Top of Extracted records

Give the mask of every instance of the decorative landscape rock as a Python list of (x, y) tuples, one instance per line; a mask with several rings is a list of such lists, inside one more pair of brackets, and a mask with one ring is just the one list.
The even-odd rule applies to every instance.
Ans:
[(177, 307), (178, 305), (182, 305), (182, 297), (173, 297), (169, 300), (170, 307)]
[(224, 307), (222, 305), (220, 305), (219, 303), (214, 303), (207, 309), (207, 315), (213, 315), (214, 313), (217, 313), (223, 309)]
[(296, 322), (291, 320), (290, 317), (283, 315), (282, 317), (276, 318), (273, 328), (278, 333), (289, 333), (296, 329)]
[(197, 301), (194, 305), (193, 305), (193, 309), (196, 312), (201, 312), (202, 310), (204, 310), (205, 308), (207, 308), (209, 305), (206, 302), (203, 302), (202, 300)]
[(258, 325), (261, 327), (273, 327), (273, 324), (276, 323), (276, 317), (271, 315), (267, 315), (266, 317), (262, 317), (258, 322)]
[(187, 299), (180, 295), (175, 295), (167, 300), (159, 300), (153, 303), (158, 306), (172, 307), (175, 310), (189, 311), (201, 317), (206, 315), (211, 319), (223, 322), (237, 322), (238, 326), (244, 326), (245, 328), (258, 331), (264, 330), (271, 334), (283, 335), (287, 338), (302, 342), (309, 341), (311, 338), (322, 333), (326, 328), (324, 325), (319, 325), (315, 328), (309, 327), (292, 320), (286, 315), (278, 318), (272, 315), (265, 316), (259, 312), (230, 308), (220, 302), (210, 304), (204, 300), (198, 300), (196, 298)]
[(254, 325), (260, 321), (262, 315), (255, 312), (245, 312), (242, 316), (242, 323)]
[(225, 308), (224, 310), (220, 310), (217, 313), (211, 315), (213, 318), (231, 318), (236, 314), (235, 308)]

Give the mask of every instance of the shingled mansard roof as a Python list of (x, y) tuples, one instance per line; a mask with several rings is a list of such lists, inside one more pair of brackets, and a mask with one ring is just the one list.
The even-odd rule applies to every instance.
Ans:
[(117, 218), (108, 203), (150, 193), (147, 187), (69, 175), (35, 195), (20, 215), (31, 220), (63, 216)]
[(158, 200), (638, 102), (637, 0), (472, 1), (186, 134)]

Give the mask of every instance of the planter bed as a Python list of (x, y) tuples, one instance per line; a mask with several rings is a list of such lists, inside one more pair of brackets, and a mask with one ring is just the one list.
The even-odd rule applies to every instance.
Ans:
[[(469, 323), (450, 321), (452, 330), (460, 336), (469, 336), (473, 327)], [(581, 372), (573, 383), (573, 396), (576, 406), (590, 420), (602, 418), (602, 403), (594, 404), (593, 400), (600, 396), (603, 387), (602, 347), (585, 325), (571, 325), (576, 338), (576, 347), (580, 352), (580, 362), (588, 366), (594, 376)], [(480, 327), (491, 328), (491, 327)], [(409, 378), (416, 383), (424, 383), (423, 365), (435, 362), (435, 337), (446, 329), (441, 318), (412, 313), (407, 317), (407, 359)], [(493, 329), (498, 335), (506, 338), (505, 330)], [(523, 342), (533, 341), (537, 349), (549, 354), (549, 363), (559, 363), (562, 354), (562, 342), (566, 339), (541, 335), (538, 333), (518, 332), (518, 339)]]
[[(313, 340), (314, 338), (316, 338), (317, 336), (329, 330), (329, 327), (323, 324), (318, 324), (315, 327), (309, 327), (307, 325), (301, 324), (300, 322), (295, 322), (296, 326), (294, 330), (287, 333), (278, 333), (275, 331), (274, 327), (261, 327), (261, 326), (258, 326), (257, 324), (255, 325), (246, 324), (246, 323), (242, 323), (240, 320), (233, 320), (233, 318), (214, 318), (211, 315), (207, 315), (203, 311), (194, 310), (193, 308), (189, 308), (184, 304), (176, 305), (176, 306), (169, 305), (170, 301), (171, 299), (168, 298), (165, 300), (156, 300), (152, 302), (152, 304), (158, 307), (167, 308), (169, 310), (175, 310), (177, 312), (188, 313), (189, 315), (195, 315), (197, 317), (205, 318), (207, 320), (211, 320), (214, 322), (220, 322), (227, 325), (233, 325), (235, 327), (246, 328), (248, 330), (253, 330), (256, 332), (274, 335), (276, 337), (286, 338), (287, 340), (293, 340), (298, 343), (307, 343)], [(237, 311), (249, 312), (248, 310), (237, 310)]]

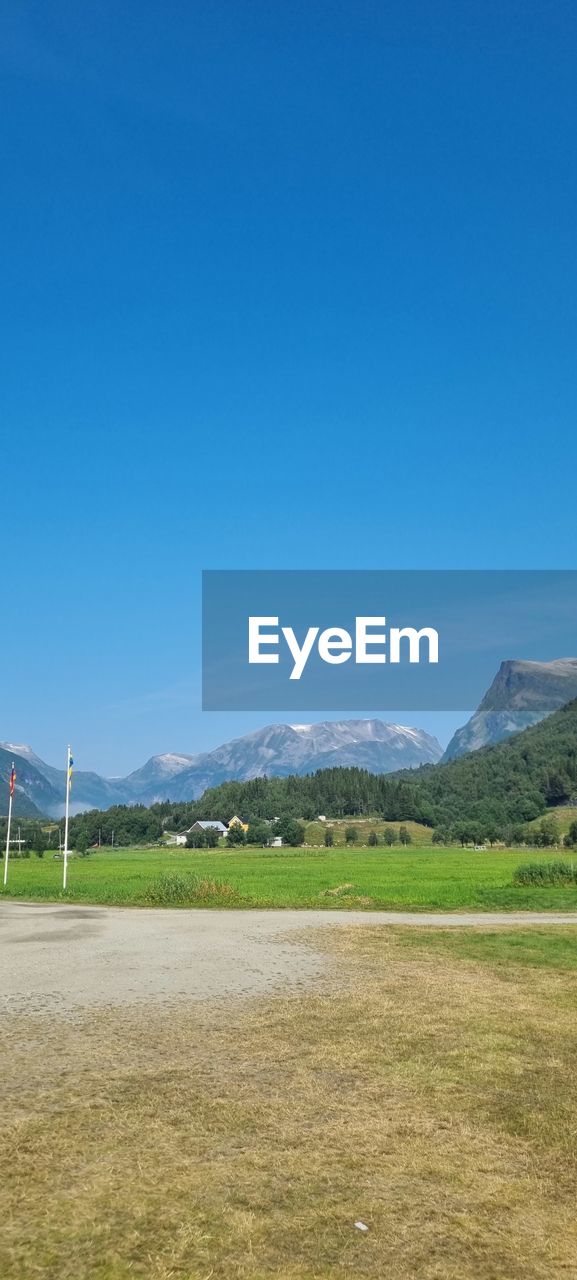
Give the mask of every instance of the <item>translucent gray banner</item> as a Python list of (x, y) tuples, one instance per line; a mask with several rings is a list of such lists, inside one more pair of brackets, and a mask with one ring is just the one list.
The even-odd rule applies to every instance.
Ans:
[(576, 570), (207, 570), (206, 711), (460, 711), (577, 655)]

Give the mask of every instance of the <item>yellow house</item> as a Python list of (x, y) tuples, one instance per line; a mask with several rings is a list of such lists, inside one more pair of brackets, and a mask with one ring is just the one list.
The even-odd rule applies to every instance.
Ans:
[(248, 822), (243, 822), (242, 818), (239, 818), (237, 813), (235, 813), (234, 818), (231, 818), (230, 822), (228, 823), (228, 826), (242, 827), (244, 832), (248, 831)]

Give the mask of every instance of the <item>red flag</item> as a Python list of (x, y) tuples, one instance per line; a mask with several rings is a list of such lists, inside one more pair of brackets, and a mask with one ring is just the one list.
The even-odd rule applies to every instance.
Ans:
[(16, 769), (14, 768), (14, 765), (12, 765), (12, 772), (10, 774), (10, 795), (11, 796), (14, 795), (15, 786), (16, 786)]

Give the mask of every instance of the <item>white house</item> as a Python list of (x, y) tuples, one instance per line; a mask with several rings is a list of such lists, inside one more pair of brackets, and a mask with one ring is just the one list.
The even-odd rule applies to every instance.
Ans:
[(186, 831), (178, 831), (178, 832), (171, 833), (168, 836), (166, 843), (172, 844), (172, 845), (174, 844), (185, 845), (186, 838), (188, 835), (190, 835), (191, 831), (208, 831), (208, 830), (216, 831), (218, 833), (219, 838), (220, 836), (228, 835), (228, 830), (225, 827), (224, 822), (193, 822), (191, 827), (187, 827)]

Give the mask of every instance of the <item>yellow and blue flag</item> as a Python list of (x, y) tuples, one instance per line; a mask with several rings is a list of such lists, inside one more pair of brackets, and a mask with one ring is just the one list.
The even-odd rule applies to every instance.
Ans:
[(68, 757), (68, 789), (69, 790), (70, 790), (70, 787), (72, 786), (72, 765), (73, 764), (74, 764), (74, 761), (72, 759), (72, 756), (69, 756)]

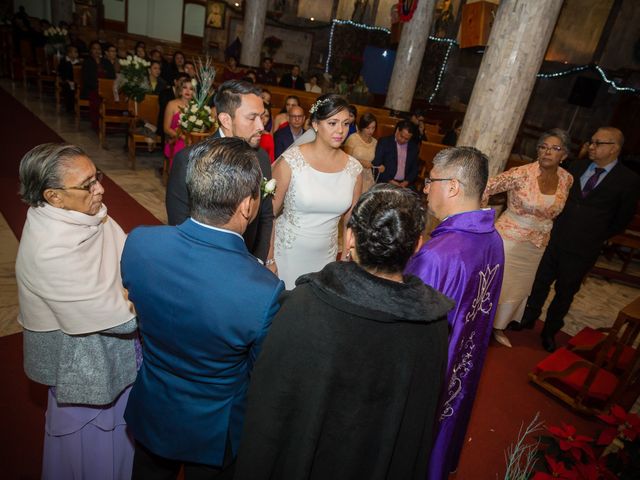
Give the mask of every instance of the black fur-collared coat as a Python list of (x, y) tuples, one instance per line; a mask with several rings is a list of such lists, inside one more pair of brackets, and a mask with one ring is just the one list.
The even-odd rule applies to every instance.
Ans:
[(252, 374), (235, 478), (424, 480), (453, 302), (352, 262), (296, 285)]

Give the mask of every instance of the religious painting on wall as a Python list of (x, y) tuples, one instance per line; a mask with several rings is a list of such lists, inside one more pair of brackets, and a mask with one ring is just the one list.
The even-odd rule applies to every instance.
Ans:
[(207, 2), (207, 27), (224, 29), (224, 16), (227, 4), (221, 1)]

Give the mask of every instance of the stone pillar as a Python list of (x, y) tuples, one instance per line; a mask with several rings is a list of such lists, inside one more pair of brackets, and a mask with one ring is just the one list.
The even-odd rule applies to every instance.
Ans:
[(242, 53), (240, 63), (251, 67), (260, 65), (260, 52), (267, 18), (267, 3), (264, 0), (245, 0)]
[(487, 154), (490, 176), (509, 159), (561, 7), (562, 0), (500, 2), (458, 138)]
[(392, 110), (409, 111), (418, 82), (424, 49), (431, 31), (435, 0), (419, 0), (413, 18), (402, 25), (402, 34), (389, 91), (384, 106)]
[(64, 21), (73, 22), (73, 0), (54, 0), (51, 2), (51, 23), (58, 25)]

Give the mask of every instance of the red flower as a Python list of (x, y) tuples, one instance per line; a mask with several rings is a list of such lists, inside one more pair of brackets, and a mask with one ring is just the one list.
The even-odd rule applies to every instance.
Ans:
[(616, 480), (618, 477), (607, 469), (606, 458), (591, 463), (576, 463), (575, 469), (581, 480)]
[(602, 431), (598, 438), (598, 445), (609, 445), (618, 433), (633, 442), (640, 435), (640, 418), (632, 413), (627, 413), (618, 405), (611, 407), (610, 415), (598, 415), (598, 418), (611, 425)]
[(578, 474), (573, 470), (569, 470), (562, 462), (556, 462), (553, 457), (545, 455), (549, 466), (549, 473), (536, 472), (533, 480), (554, 480), (560, 478), (563, 480), (578, 480)]
[(560, 445), (560, 450), (570, 451), (573, 458), (580, 460), (580, 452), (584, 452), (589, 458), (595, 458), (589, 443), (593, 438), (584, 435), (576, 435), (576, 427), (562, 424), (562, 427), (550, 426), (547, 430), (553, 435)]

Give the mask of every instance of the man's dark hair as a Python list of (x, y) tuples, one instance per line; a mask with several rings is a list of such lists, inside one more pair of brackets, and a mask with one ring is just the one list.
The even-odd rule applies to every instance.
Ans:
[(244, 80), (228, 80), (218, 88), (213, 102), (218, 115), (228, 113), (233, 118), (236, 110), (242, 104), (242, 95), (257, 95), (262, 93), (259, 87)]
[(409, 132), (413, 133), (413, 123), (411, 120), (400, 120), (396, 123), (396, 132), (400, 132), (401, 130), (409, 130)]
[(189, 152), (190, 214), (207, 225), (225, 225), (240, 202), (260, 195), (262, 172), (256, 150), (237, 137), (208, 138)]
[(425, 227), (424, 201), (408, 188), (381, 183), (362, 194), (348, 227), (362, 267), (402, 272)]

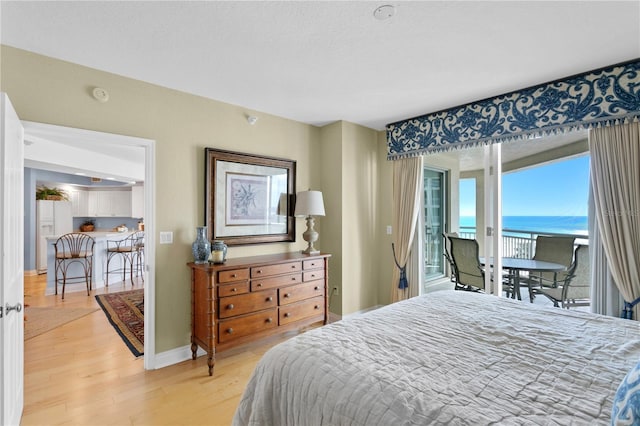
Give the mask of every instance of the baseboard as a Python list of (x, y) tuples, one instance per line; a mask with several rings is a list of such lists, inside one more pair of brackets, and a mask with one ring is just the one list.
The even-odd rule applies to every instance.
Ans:
[(366, 313), (366, 312), (373, 311), (373, 310), (378, 309), (378, 308), (382, 308), (383, 306), (384, 306), (384, 305), (375, 305), (375, 306), (372, 306), (372, 307), (367, 308), (367, 309), (362, 309), (362, 310), (360, 310), (360, 311), (352, 312), (352, 313), (350, 313), (350, 314), (343, 315), (343, 316), (342, 316), (342, 319), (351, 318), (351, 317), (356, 317), (356, 316), (358, 316), (358, 315), (362, 315), (362, 314), (364, 314), (364, 313)]
[[(198, 347), (198, 352), (196, 352), (196, 356), (206, 355), (207, 352), (202, 348)], [(170, 365), (178, 364), (183, 361), (188, 361), (191, 359), (191, 345), (182, 346), (180, 348), (171, 349), (165, 352), (160, 352), (155, 356), (155, 362), (152, 369), (159, 369), (164, 367), (169, 367)]]
[(38, 275), (38, 271), (36, 271), (35, 269), (32, 269), (30, 271), (24, 271), (24, 275), (26, 277), (34, 277), (34, 276)]

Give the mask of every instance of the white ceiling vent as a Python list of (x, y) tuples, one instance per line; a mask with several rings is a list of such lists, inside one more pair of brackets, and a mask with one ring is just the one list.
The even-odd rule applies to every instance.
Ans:
[(97, 177), (92, 177), (91, 178), (91, 182), (93, 182), (93, 183), (102, 182), (102, 179), (101, 178), (97, 178)]

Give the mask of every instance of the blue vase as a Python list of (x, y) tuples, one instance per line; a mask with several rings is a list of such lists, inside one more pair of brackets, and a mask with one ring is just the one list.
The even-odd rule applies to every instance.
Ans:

Bottom of Extracted records

**Your task:** Taking the material above, extract exactly and only the lines from the line with "Give the mask of every instance of the <item>red" to the line with "Give the mask of every instance of the <item>white", inclusive of both.

**Solution for this problem:**
Give the mask of every instance of the <item>red flag</item> as a Python list of (x, y) tuples, one instance per line; a mask with several rings is a list of such lists, inside one more pair of brackets, and a mask with one ring is just the one list.
The even-odd rule applies to every instance.
Ans:
[(16, 769), (14, 768), (14, 765), (12, 765), (12, 772), (10, 774), (10, 795), (11, 796), (14, 795), (15, 786), (16, 786)]

Give the mask of every instance of the <item>white house</item> as a Python list of (x, y) tuples, one instance per line; a mask with several rings is a list of such lists, inside one more pair of brackets, and a mask with one ring is just the one list.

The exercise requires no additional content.